Testo estratto:
——

SiriaDi Daniele Rocchi

SIRIA “Un inizio molto modesto ma su cui si può costruire”.
Lascia la finestra aperta il negoziatore internazionale per la Siria Lakhdar Brahimi, al termine, il 31 gennaio, della prima sessione di negoziati tra Regime siriano e Opposizione che si è svolta a Ginevra.
Dalla città svizzera non è uscito nessun risultato concreto. L’unico, anche se altamente simbolico, è stato un minuto di silenzio per “tutte le vittime” della violenza che le due parti hanno accettato di osservare insieme.
Gli 11 paesi del “Core group of the Friends of Syria” vicini all’Opposizione, tra cui Usa e Paesi occidentali compresa l’Italia, oltre ad Arabia Saudita, Qatar e Turchia, hanno addossato al regime la responsabilità della “mancanza di reali progressi” lodando la volontà degli oppositori di proseguire i colloqui di Ginevra. Dal canto suo il ministro degli Esteri del regime, Walid al Muallim, ha detto che coloro che combattono contro il governo sono solo terroristi ed estremisti islamici. E mentre a Ginevra le parti si rimpallavano le responsabilità del conflitto in Siria, la gente continuava a morire: sono state circa 1.900, di cui quasi 500 civili, le vittime delle violenze dall’inizio della conferenza, il 22 gennaio, secondo quanto riferito dall’ong Osservatorio nazionale per i diritti umani in Siria (Ondus). E nuovi bombardamenti sono in corso, oggi 3 febbraio, su Aleppo.

——

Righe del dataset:
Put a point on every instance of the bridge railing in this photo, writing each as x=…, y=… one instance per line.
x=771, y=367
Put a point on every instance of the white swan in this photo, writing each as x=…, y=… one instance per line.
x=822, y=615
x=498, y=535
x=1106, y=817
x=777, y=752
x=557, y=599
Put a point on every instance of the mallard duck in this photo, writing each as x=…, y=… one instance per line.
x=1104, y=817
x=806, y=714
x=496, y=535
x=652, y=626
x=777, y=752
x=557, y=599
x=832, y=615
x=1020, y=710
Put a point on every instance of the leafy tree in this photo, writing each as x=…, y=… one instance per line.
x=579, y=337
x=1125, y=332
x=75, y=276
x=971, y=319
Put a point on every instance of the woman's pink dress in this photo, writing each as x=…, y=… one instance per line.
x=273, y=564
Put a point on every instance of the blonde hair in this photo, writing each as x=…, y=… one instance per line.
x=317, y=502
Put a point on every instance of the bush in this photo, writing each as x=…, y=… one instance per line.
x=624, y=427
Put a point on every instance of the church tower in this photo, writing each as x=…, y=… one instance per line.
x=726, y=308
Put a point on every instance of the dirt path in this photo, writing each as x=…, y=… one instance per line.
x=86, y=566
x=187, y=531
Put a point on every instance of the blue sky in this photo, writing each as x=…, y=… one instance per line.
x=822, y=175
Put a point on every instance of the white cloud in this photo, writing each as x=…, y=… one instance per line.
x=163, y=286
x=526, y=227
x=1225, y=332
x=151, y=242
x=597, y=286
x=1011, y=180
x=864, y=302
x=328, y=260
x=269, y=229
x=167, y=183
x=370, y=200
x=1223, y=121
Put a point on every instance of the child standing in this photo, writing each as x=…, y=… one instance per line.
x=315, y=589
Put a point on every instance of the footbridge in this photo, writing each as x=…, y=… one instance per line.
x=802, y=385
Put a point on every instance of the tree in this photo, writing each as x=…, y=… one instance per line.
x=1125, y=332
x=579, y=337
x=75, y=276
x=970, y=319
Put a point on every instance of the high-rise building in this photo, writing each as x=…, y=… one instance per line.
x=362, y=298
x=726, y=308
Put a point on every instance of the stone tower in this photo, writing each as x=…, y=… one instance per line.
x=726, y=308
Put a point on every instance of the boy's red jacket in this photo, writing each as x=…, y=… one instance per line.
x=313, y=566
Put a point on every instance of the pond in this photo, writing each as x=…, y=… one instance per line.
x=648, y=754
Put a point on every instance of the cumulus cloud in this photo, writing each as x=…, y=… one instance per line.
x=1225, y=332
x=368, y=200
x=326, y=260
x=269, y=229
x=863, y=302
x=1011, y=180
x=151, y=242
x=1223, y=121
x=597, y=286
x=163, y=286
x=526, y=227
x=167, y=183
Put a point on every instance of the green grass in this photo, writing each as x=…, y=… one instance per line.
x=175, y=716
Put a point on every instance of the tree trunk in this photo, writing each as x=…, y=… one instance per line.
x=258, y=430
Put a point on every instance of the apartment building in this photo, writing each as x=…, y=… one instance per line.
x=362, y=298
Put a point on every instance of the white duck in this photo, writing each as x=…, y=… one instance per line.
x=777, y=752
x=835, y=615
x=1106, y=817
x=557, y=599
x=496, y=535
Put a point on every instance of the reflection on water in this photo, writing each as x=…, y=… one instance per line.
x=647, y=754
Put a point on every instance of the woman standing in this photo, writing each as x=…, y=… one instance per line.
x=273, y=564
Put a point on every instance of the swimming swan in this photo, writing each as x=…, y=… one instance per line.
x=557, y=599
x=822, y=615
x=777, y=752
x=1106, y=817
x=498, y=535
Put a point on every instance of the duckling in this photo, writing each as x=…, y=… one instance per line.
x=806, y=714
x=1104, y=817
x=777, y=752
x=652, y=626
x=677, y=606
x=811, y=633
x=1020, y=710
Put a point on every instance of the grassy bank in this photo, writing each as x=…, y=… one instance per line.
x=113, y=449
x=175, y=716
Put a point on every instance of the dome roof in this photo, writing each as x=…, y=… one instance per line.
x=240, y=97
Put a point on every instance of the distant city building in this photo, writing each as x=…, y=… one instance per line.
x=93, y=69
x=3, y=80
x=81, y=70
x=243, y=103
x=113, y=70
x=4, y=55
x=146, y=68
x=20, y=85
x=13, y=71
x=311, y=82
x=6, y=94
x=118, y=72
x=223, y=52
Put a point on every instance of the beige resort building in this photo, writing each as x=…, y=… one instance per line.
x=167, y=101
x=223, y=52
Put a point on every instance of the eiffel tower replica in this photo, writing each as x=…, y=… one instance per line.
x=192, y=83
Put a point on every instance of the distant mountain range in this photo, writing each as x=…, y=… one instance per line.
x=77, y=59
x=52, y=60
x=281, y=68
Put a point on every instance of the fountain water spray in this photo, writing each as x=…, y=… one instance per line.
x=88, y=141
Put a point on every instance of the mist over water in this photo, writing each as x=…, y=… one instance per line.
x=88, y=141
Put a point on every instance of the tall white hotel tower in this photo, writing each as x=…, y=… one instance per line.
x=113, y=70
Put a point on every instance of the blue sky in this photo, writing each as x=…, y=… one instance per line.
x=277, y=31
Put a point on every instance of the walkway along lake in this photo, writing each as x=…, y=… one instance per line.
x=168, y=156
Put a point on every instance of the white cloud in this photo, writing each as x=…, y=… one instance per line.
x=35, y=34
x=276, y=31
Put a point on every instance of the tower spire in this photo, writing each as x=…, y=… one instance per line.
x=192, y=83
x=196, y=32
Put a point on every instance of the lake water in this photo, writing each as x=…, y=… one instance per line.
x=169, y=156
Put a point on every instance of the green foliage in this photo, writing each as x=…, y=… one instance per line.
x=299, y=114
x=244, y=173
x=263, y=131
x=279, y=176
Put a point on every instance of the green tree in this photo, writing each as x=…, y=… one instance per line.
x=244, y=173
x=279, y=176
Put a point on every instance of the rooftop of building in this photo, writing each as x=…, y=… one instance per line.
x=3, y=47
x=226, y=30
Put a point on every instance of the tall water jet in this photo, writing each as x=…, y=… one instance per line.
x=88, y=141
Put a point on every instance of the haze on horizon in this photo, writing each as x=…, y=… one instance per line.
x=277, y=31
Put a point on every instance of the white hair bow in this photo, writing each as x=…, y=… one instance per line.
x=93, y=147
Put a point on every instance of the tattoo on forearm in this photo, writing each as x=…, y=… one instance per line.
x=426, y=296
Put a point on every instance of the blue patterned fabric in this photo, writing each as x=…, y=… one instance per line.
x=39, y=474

——

Cosa si chiede:
A. Rispondi alle domande seguenti in base all'articolo sui negoziati di Ginevra per la Siria.
(i) In quale data si è conclusa la prima sessione di negoziati tra Regime e Opposizione?
(ii) Quale gesto hanno accettato di osservare insieme le due parti?
(iii) Secondo l'Ondus, quante vittime si contano dall'inizio della conferenza e quanti sono i civili?
B. Scrivi il seguito dell'articolo sui negoziati di Ginevra per la Siria, cominciando dopo la sua ultima frase.

Risposte attese:
A.
(i) Il 31 gennaio.
(ii) Un minuto di silenzio per "tutte le vittime" della violenza.
(iii) Circa 1.900 vittime, di cui quasi 500 civili.

B.
Il totale delle vittime, dall’inizio della guerra (metà di marzo 2011), ha raggiunto quota 136.277 (47998 i civili), 7300 bambini. Sull’esito della Conferenza di Ginevra abbiamo intervistato il vicario apostolico di Aleppo, città martire di questo conflitto, il francescano Georges Abou Khazen.

Come avete vissuto ad Aleppo i giorni della Conferenza e come avete accolto la notizia del mancato risultato?
“Per noi si è trattato di un grande dispiacere. Tuttavia continuiamo a sperare che un qualche cosa di positivo si possa raggiungere”.

Il prossimo round negoziale è previsto il 10 febbraio: potrebbe essere la volta buona per un primo accordo?
“Dobbiamo sperarlo. È chiaro che nessuno si aspettava che le parti in lotta trovassero un accordo in pochi giorni alla luce di un conflitto che sta provocando spargimenti di sangue, distruzione e sofferenze inaudite. Non è facile, ma sperare in decisioni coraggiose e pregare per queste, sono le uniche cose che possiamo fare adesso”.

Sono falliti anche i negoziati per porre fine all’emergenza umanitaria. L’unica cosa su cui le parti in lotta si sono accordate è stato il minuto di silenzio per le vittime della guerra…
“Il mio auspicio è che si raggiungesse almeno un accordo dal punto di vista umanitario, per dare sollievo alla popolazione ormai prostrata da anni di conflitto e di violenza. Invece nemmeno questo. Voglio sperare che si possa partire da questo minuto di silenzio osservato insieme per arrivare ad altri punti condivisi, come aprire corridoi umanitari”.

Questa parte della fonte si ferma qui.